What you need to do:
Would you transcribe all of the data exactly, down to the last character?

[Source data]
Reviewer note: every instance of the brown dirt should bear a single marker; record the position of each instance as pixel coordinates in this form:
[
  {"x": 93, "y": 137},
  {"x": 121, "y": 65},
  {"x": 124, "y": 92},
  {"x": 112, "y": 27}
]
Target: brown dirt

Answer below:
Reviewer note: every instance of the brown dirt should bear a single marker; record the position of each instance as pixel coordinates in this form:
[
  {"x": 93, "y": 137},
  {"x": 121, "y": 65},
  {"x": 124, "y": 92},
  {"x": 112, "y": 27}
]
Target: brown dirt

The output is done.